What you should do
Please copy every line of the items below, requests included, and multiply each coordinate in the answers by 1.8, rounding to whole numbers with halves going up. Keep all numbers in the requests and their format samples as they are.

Material supplied
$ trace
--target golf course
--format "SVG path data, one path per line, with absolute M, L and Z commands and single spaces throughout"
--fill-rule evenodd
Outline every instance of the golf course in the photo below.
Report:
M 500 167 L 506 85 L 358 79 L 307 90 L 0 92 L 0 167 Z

In response
$ trace
--target golf course
--format "SVG path data, one path per line, with absolute M, L and Z commands and single spaces throughout"
--fill-rule evenodd
Outline every instance of the golf course in the photo below.
Report:
M 900 301 L 911 153 L 644 142 L 553 162 L 0 166 L 0 301 Z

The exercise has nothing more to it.